Input for this task>
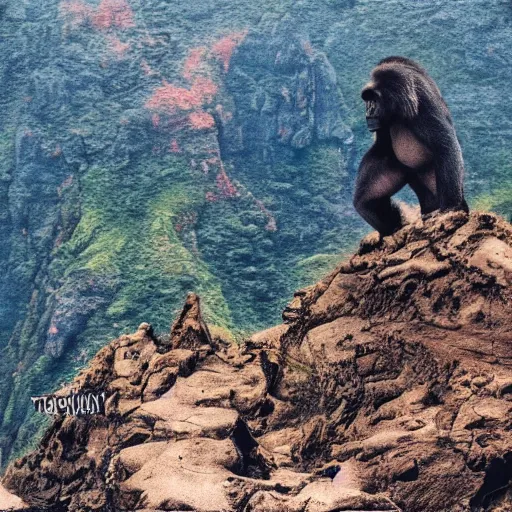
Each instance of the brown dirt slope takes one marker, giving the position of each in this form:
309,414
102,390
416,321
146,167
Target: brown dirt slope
387,388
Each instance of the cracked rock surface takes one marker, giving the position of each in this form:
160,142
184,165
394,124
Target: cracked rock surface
387,388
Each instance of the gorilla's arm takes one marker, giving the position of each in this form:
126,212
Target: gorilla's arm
438,134
379,177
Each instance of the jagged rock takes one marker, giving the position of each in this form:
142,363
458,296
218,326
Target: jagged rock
390,389
189,329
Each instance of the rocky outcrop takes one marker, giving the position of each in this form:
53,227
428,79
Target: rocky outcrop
388,387
295,102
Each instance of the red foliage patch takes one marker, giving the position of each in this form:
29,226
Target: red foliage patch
168,98
113,14
201,120
224,47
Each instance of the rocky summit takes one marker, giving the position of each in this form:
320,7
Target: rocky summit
387,388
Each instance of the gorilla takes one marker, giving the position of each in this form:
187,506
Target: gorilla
415,144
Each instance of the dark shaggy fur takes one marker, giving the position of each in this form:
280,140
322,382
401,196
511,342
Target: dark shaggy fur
402,98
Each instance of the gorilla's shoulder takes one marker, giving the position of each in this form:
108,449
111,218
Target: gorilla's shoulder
404,61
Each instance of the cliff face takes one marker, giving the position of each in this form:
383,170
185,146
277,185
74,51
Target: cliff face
388,387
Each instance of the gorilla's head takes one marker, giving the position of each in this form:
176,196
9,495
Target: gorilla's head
391,95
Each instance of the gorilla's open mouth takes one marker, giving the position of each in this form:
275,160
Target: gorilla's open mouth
372,115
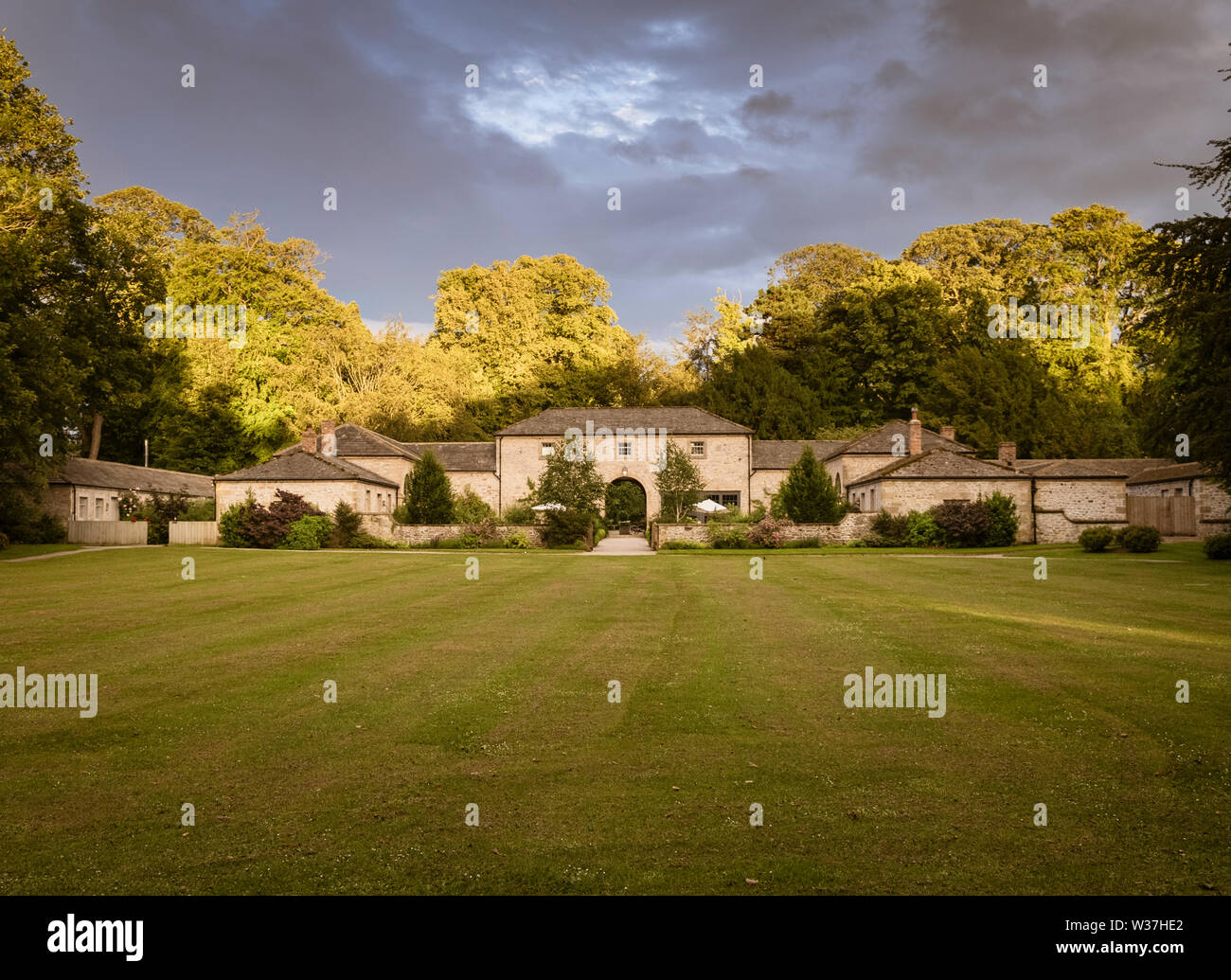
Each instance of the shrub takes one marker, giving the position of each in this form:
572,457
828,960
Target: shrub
429,495
1218,546
808,494
889,529
922,531
472,508
346,525
1004,524
565,527
767,533
230,525
964,522
518,513
723,534
1140,538
309,533
1096,538
368,541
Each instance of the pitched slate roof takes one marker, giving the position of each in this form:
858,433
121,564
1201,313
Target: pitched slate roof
355,439
774,454
881,441
458,455
142,479
1173,472
678,421
940,464
1076,470
295,464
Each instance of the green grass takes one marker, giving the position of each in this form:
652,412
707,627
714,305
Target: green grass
26,550
495,692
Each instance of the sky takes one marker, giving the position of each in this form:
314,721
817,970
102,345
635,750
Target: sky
717,176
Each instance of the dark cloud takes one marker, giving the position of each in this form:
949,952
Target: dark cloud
717,179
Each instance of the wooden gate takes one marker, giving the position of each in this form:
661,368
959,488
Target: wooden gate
1172,516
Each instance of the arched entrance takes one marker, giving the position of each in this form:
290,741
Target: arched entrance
624,505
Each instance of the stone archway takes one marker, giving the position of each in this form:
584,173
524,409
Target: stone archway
624,503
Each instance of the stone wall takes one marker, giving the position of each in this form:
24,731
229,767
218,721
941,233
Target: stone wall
900,496
422,534
850,527
107,532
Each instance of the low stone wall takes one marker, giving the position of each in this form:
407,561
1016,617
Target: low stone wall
107,532
382,526
850,527
192,532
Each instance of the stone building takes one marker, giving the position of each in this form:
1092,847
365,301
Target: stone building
898,467
90,489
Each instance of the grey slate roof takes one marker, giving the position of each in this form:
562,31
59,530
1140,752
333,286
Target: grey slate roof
940,464
1079,470
677,421
294,464
774,454
1172,472
124,476
881,441
458,455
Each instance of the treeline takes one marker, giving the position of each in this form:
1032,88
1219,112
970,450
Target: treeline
838,340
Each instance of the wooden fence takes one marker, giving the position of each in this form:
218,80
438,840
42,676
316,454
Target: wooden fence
1170,516
107,532
192,532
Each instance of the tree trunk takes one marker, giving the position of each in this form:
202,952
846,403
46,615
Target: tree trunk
97,435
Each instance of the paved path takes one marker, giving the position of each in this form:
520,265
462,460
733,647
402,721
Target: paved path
623,544
78,552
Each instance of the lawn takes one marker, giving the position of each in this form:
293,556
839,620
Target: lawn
495,692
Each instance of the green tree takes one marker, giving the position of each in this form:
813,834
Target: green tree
678,483
430,500
570,479
808,494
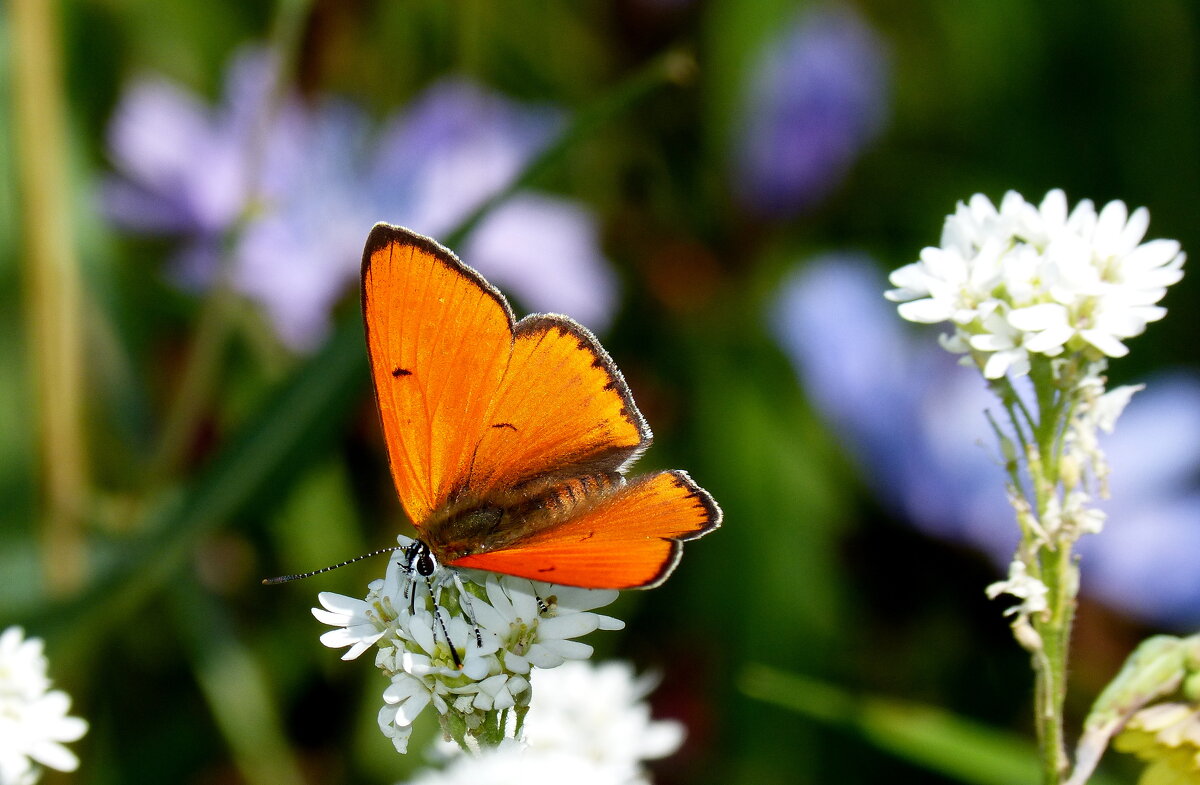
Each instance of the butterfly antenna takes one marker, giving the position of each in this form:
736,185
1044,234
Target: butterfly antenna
285,579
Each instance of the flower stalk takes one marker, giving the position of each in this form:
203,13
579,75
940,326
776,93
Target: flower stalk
1039,299
53,297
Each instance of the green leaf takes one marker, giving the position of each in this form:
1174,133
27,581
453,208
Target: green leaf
922,735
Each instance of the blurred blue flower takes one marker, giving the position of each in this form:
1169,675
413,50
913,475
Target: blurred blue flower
913,421
816,97
295,216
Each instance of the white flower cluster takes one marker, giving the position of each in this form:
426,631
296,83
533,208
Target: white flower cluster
467,655
1025,280
587,725
34,721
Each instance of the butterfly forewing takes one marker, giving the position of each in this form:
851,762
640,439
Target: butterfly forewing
439,339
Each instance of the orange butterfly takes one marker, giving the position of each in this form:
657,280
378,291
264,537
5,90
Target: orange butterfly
508,441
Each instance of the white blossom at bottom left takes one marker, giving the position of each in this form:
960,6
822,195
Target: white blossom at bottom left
34,721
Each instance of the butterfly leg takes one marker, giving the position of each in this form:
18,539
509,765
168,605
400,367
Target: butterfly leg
465,598
445,631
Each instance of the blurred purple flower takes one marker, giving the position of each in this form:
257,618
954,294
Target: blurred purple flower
913,421
816,97
327,174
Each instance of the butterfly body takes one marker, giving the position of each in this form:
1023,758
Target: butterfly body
508,441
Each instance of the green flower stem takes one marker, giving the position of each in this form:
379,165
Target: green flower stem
53,291
1050,664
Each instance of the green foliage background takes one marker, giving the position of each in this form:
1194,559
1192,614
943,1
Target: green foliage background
192,672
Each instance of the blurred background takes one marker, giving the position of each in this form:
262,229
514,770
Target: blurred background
717,189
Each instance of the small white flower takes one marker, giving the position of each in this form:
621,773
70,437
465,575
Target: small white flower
1021,280
599,711
1024,587
511,763
589,719
461,641
359,624
534,622
34,721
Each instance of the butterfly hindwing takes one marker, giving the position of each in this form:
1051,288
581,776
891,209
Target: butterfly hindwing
562,408
630,538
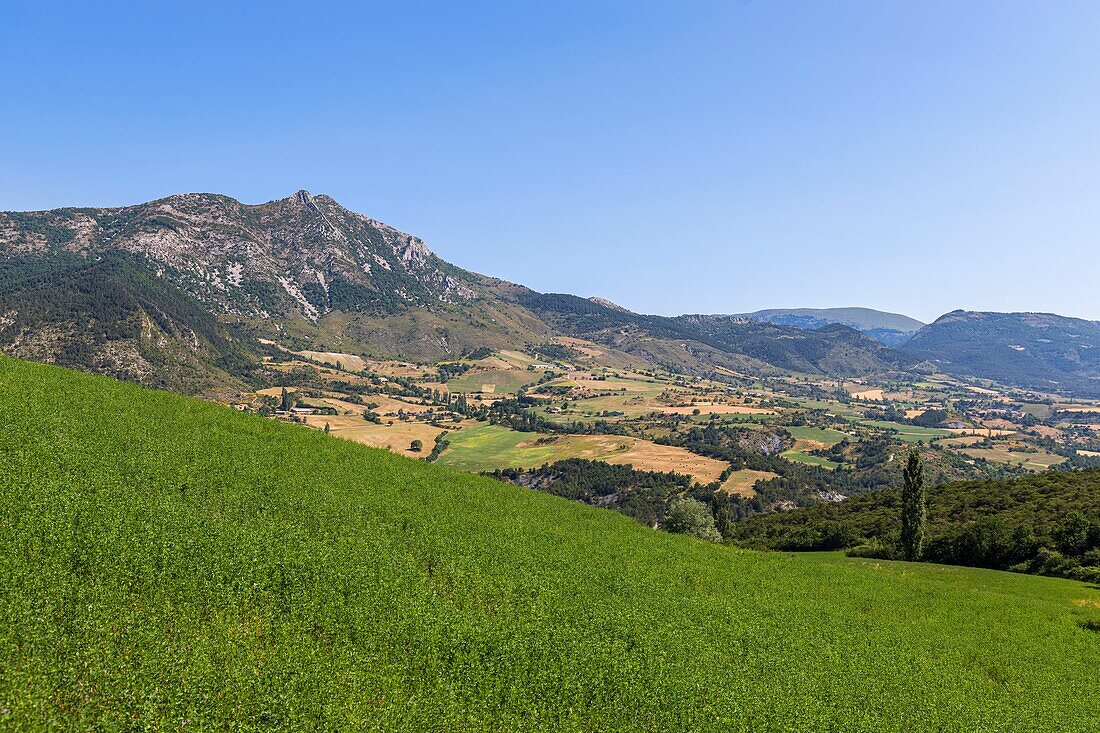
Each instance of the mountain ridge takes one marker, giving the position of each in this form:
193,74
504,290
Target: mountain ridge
306,271
889,328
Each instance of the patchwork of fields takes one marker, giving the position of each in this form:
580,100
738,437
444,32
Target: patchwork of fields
213,570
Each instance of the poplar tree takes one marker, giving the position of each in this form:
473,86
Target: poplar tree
913,512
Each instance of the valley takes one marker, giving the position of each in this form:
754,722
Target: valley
279,575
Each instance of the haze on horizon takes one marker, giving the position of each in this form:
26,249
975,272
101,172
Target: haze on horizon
913,157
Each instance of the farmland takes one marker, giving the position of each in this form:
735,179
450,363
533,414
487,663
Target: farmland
491,447
210,569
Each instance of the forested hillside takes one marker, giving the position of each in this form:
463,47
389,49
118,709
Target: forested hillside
1047,524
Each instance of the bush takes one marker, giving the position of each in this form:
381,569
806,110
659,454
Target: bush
876,549
688,516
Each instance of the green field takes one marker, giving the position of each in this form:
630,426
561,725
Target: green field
174,565
800,457
505,381
909,433
827,436
485,447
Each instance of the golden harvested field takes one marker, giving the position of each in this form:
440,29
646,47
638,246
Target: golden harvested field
646,456
396,437
487,447
963,440
741,482
706,408
1001,453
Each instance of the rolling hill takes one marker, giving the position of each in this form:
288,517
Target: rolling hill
172,564
1032,350
310,274
697,343
889,328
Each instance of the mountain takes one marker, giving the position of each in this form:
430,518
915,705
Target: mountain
697,343
173,565
308,273
889,328
1033,350
301,270
112,316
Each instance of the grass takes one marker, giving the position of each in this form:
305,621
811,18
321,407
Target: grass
909,433
800,457
168,565
824,436
487,447
1002,453
504,381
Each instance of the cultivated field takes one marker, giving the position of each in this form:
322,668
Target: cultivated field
202,569
486,447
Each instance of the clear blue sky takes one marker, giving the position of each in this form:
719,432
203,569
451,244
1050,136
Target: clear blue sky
674,157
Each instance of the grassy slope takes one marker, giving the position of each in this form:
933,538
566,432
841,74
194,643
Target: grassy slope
166,560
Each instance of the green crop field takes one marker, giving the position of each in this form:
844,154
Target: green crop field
487,447
505,381
909,433
800,457
821,435
172,565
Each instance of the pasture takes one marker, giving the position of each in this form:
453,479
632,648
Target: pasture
485,447
202,569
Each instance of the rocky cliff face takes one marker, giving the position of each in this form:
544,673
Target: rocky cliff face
304,255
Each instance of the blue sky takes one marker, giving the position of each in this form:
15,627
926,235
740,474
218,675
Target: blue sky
674,157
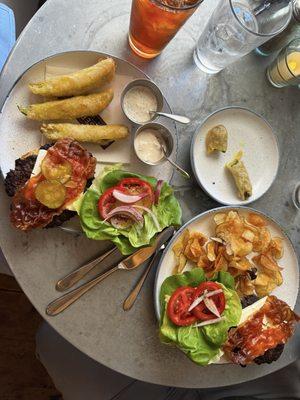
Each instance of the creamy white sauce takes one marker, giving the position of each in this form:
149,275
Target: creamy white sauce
138,101
148,147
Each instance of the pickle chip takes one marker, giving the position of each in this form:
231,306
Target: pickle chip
50,193
59,172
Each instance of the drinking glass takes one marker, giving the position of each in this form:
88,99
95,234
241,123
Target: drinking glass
236,27
285,69
153,23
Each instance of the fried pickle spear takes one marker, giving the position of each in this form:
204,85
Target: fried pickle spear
240,176
72,108
84,133
217,139
77,83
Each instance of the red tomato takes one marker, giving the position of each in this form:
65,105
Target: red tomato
179,304
136,186
106,202
201,312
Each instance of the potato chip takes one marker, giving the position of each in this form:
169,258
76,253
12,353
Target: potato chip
219,218
276,248
235,239
244,286
256,220
242,264
210,251
195,248
248,235
263,242
221,264
181,264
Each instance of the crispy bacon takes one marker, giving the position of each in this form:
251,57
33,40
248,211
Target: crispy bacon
27,212
270,326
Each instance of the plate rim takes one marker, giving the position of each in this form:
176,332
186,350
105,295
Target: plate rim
192,156
198,216
85,51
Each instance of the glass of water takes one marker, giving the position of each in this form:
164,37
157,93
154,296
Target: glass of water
236,27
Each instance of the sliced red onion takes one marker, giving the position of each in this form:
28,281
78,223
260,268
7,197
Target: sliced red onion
128,211
127,198
201,298
155,220
210,304
158,190
121,222
209,322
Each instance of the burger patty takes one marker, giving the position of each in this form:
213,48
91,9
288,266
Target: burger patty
270,355
16,179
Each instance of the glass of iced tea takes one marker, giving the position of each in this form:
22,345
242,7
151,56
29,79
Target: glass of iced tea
154,23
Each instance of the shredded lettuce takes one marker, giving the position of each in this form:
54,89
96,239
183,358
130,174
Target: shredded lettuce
167,212
201,344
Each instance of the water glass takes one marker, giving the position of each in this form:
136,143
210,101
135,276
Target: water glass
236,27
285,69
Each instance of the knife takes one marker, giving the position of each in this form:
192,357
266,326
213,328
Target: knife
132,262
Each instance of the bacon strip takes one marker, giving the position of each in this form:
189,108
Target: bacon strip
270,326
27,212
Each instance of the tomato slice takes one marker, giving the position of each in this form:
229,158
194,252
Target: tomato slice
201,312
178,305
136,186
106,202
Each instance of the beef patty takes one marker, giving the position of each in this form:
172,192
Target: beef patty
16,179
270,355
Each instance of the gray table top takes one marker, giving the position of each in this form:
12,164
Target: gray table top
128,343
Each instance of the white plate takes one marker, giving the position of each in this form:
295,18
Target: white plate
204,223
19,135
247,131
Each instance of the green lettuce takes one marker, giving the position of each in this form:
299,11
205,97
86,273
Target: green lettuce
167,211
201,344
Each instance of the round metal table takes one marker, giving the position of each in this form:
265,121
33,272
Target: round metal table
97,325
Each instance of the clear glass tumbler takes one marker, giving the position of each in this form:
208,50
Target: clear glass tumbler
153,23
285,69
236,27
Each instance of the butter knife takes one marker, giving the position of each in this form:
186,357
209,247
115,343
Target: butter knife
133,261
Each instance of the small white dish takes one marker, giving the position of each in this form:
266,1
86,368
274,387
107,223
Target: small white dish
247,131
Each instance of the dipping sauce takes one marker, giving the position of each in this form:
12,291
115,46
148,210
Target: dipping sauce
138,102
147,146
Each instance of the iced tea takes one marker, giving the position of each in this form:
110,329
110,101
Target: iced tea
154,23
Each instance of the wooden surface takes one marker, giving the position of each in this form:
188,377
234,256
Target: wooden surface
22,376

What is expected> From the line containing "Each instance of the round" to the last line of the material, please quote every line exactly and only those.

Solution for this task>
Each instance of the round metal table takes one marker, giving the position of each in this form:
265,121
33,272
Target: round metal table
97,325
Each instance of the clear glass tumbler takes one marker, giving the position of each in this form:
208,50
Target: clear glass tumbler
153,23
285,69
236,27
Each instance of the butter knife takes one marker, giving the position of each in this form:
186,357
209,247
115,343
Target: butter knife
133,261
Each instance of the small white dish takes one marker, giving the position of each in this form:
266,1
86,368
274,387
107,223
Target: small white dish
247,131
Each instance of the dipping sauce takes one marker, giving the position of each in this form:
12,291
115,46
148,210
Target: dipping sauce
138,102
147,146
Each instance of the iced tea takes one marker, giving the position of each in this form:
110,329
110,101
Target: iced tea
154,23
Each instance of the wooden surface takes one marker, giving the position of each in this form:
188,377
234,256
Target: wooden surface
22,376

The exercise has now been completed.